Set task
Write the next part of the forum answer about finding inflection points in image color histograms, starting after its last sentence.
— Start Document passage —
CHANNELS = ['r', 'g', 'b']

for i, channel in enumerate( CHANNELS ):
    

  histogram = cv2.calcHist([image], [i], None, [256], [0,256])

  histogram = cv2.GaussianBlur( histogram, (5,5), 0)

  plt.plot(histogram, color = channel)

     
  x= plt.xlim([0,256])
  y = plt.ylim([0, 24000])


  derivative1= np.diff(histogram, axis=0)
  derivative2= np.diff(derivative1, axis=0)

  inf_point = np.where ( derivative2 == 0)[0]
  print(inf_point)
plt.show()

Answers

There are two issues of numerical nature with your code:

• the data does not seem to be continuous enough to rely on the second derivative computed from two subsequent np.diff() applications
• even if it were, the chances of it being exactly 0 are very slim

To address the first point, you should smooth your histogram (e.g. using a uniform or Gaussian filter on the histogram itself).

To solve the second point, instead of looking for == 0, look for positive-to-negative (and viceversa) switching point.
— End Document passage —
— Start Records —
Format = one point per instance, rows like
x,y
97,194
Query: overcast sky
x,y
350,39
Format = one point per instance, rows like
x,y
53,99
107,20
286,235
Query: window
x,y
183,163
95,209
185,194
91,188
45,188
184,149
— End Records —
Exercise answer
To give you some minimal example of a possible approach:

import numpy as np
import matplotlib.pyplot as plt
from scipy.ndimage import gaussian_filter1d


np.random.seed(0)

# generate noisy data
raw = np.cumsum(np.random.normal(5, 100, 1000))
raw /= np.max(raw)

# smooth
smooth = gaussian_filter1d(raw, 100)

# compute second derivative
smooth_d2 = np.gradient(np.gradient(smooth))

# find switching points
infls = np.where(np.diff(np.sign(smooth_d2)))[0]

# plot results
plt.plot(raw, label='Noisy Data')
plt.plot(smooth, label='Smoothed Data')
plt.plot(smooth_d2 / np.max(smooth_d2), label='Second Derivative (scaled)')
for i, infl in enumerate(infls, 1):
    plt.axvline(x=infl, color='k', label=f'Inflection Point {i}')
plt.legend(bbox_to_anchor=(1.55, 1.0))